§ **Source records**:
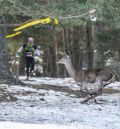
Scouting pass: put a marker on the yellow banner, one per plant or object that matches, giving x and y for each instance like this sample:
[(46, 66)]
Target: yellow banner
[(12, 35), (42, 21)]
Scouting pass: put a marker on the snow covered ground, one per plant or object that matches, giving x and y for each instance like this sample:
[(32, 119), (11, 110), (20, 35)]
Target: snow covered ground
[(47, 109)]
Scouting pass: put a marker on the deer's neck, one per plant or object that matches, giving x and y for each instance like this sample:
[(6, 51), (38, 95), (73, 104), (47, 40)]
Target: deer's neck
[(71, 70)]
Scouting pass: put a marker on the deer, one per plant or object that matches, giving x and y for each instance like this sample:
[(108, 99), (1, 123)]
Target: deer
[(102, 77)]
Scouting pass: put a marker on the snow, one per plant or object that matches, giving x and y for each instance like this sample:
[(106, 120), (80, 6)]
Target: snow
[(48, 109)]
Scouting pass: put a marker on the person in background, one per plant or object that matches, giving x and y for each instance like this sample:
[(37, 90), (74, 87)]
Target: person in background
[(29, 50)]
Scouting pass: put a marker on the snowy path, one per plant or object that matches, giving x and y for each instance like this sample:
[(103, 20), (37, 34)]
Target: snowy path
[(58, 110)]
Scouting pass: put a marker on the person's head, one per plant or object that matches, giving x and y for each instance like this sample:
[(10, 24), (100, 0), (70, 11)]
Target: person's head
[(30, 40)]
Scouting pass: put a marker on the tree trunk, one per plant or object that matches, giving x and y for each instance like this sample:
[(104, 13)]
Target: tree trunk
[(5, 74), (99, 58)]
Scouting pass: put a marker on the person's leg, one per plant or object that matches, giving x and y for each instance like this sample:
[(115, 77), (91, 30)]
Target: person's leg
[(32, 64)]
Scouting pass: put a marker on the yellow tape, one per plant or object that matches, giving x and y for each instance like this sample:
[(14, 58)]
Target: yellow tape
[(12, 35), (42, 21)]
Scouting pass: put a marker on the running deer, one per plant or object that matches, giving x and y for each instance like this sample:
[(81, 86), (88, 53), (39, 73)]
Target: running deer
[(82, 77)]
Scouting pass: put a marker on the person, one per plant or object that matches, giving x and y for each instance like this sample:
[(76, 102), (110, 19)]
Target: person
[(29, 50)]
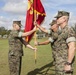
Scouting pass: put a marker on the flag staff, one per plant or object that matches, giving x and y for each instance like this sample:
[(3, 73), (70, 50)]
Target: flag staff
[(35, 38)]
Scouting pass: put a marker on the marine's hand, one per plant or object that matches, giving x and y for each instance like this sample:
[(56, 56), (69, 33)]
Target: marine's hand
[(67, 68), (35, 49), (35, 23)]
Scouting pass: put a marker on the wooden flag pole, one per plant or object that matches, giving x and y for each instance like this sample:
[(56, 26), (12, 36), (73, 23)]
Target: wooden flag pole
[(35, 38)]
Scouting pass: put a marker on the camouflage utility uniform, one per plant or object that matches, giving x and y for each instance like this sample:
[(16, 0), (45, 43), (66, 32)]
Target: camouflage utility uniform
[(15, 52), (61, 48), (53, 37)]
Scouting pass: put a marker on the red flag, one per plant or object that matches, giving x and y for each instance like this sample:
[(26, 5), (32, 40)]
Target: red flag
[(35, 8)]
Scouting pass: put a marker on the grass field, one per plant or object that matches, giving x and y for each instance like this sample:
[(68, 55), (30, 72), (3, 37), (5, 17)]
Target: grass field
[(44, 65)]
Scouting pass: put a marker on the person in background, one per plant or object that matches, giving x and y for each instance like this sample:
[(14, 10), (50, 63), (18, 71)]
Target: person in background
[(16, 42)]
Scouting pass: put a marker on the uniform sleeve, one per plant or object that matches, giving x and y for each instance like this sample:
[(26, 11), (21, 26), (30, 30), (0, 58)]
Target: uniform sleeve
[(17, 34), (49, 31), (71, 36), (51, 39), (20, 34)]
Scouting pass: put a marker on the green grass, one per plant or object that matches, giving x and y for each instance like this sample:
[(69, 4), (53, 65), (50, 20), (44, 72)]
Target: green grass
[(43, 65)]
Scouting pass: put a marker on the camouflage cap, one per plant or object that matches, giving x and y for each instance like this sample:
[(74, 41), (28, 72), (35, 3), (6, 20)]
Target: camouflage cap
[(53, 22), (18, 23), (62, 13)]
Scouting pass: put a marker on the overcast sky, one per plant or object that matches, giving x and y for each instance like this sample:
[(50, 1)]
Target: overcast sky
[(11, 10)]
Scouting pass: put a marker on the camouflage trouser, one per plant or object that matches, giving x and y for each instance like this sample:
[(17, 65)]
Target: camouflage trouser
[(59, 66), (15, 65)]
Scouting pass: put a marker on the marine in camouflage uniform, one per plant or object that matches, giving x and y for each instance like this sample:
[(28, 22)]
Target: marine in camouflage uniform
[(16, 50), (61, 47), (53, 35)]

§ **Job**:
Lay out every line of the records above as a Markdown table with the columns Row and Line, numbering each row and skipping blank lines. Leave the pictures out of the table.

§ **Response**:
| Row | Line |
|---|---|
| 1 | Scouting pass: put a marker on the yellow banner, one per plant or object that matches, giving x and y for each instance like this sample: |
| 2 | [(46, 66)] |
| 3 | Target: yellow banner |
| 4 | [(12, 35), (42, 21)] |
| 5 | Scouting pass: put a marker on the snow covered ground, one per plant or object that matches, giving x and y for each instance like this sample: |
| 6 | [(32, 119), (11, 110), (20, 35)] |
| 7 | Target: snow covered ground |
| 8 | [(47, 109)] |
| 9 | Scouting pass: put a marker on the deer's neck, one per plant or object that matches, giving x and y for each instance like this sample: |
| 10 | [(6, 51), (38, 95), (73, 104), (47, 40)] |
| 11 | Target: deer's neck |
| 12 | [(71, 70)] |
| 13 | Scouting pass: put a marker on the deer, one per plant or object that matches, giving x and y for each instance like this sample: |
| 14 | [(108, 99), (1, 123)] |
| 15 | Target: deer |
| 16 | [(102, 77)] |
| 17 | Scouting pass: put a marker on the snow, one per plant or object that matches, giving x and y for each instance like this sample: |
| 18 | [(106, 120), (80, 6)] |
| 19 | Target: snow |
| 20 | [(48, 109)] |
| 21 | Scouting pass: put a marker on the person in background, one per plant or object that matches, giving x and y for each instance like this sample: |
| 22 | [(37, 90), (74, 87)] |
| 23 | Target: person in background |
| 24 | [(29, 50)] |
| 25 | Scouting pass: put a marker on the snowy path, one per plant or object that matches, giving x and y for each instance like this sample: |
| 26 | [(103, 20), (37, 34)] |
| 27 | Target: snowy path |
| 28 | [(58, 110)] |
| 29 | Scouting pass: put a marker on the person's head, one per plant or object that matches, giving x and y for each instance like this sample: |
| 30 | [(10, 24), (100, 0), (70, 11)] |
| 31 | Target: person's head |
| 32 | [(30, 40)] |
| 33 | Scouting pass: put a marker on the tree trunk, one per plant or object that matches, giving x and y for each instance like this sample: |
| 34 | [(104, 13)] |
| 35 | Target: tree trunk |
| 36 | [(5, 74), (99, 58)] |
| 37 | Scouting pass: put a marker on the person's leg, one per plant or object that matches, giving x and y for each instance like this sample: |
| 38 | [(115, 77), (91, 30)] |
| 39 | Target: person's leg |
| 40 | [(32, 64)] |
| 41 | Scouting pass: put a marker on the yellow tape, one per plant or object that matches, giving x and y for each instance like this sample: |
| 42 | [(14, 58)] |
| 43 | Target: yellow tape |
| 44 | [(12, 35), (42, 21)] |
| 45 | Scouting pass: put a marker on the running deer, one per plant or object that matches, giving x and y for each instance like this sample: |
| 46 | [(81, 86), (88, 53), (39, 73)] |
| 47 | Target: running deer |
| 48 | [(82, 77)] |
| 49 | Scouting pass: put a marker on the person, one per plant or object that matches, giving x and y for each instance like this sample: |
| 50 | [(76, 102), (110, 19)] |
| 51 | Target: person |
| 52 | [(29, 50)] |
| 53 | Scouting pass: put a marker on the flag staff, one per plant or object that matches, giving x and y for each instance like this sample: |
| 54 | [(3, 73), (70, 50)] |
| 55 | Target: flag staff |
| 56 | [(35, 38)] |
| 57 | Scouting pass: put a marker on the marine's hand, one per plant or object that matches, giving x and y for each instance like this sample: |
| 58 | [(56, 56), (69, 33)] |
| 59 | Target: marine's hand |
| 60 | [(67, 68), (35, 49), (35, 23)] |
| 61 | Scouting pass: put a marker on the wooden flag pole, one per plant or object that matches, giving x and y for each instance like this sample: |
| 62 | [(56, 26), (12, 36), (73, 23)] |
| 63 | Target: wooden flag pole |
| 64 | [(35, 38)] |
| 65 | Scouting pass: put a marker on the camouflage utility uniform, one per plant or object that matches, giving x and y for each instance like this sample: |
| 66 | [(16, 0), (45, 43), (66, 32)] |
| 67 | Target: camouflage utility uniform |
| 68 | [(15, 52), (61, 48), (53, 37)] |
| 69 | Scouting pass: put a marker on the red flag, one per plant or object that matches, giving x and y for each instance like this sample: |
| 70 | [(26, 5), (32, 40)] |
| 71 | Target: red flag |
| 72 | [(35, 8)] |
| 73 | Scouting pass: put a marker on the grass field, one per plant or object that matches, giving x and y for each instance like this sample: |
| 74 | [(68, 55), (30, 72), (3, 37), (5, 17)] |
| 75 | Target: grass field |
| 76 | [(44, 65)] |
| 77 | Scouting pass: put a marker on the person in background, one per plant or object that matches, giving x and y for each instance like this sample: |
| 78 | [(14, 10), (50, 63), (18, 71)] |
| 79 | Target: person in background |
| 80 | [(16, 42)] |
| 81 | Scouting pass: put a marker on the uniform sleeve, one per plant or object that matches, giving x and y for each instance like this sample: |
| 82 | [(26, 11), (21, 26), (30, 30), (0, 58)] |
| 83 | Target: uniform sleeve |
| 84 | [(17, 34), (49, 31), (71, 36), (51, 39), (20, 34)] |
| 85 | Scouting pass: put a marker on the green grass, one per plant or object that matches, giving x and y for each instance like this sample: |
| 86 | [(69, 4), (53, 65), (50, 20), (44, 72)] |
| 87 | Target: green grass |
| 88 | [(43, 65)] |
| 89 | Scouting pass: put a marker on the camouflage cap, one per plant or object that matches, giving x and y for each instance like this sample: |
| 90 | [(74, 41), (28, 72), (35, 3), (6, 20)] |
| 91 | Target: camouflage cap |
| 92 | [(53, 22), (18, 23), (62, 13)] |
| 93 | Scouting pass: put a marker on the overcast sky, one per plant or object that matches, giving x and y for each instance like this sample: |
| 94 | [(50, 1)] |
| 95 | Target: overcast sky |
| 96 | [(11, 10)] |
| 97 | Scouting pass: put a marker on the camouflage trouser, one per plant or object that matches, giving x and y for each instance like this sample: |
| 98 | [(17, 65)] |
| 99 | Target: camouflage trouser |
| 100 | [(59, 66), (15, 65)] |
| 101 | Scouting pass: put a marker on the marine in camouflage uniform, one per plant or object that matches, giving x and y for each instance like this sample: |
| 102 | [(28, 22)] |
| 103 | Target: marine in camouflage uniform |
| 104 | [(16, 50), (61, 47), (53, 35)] |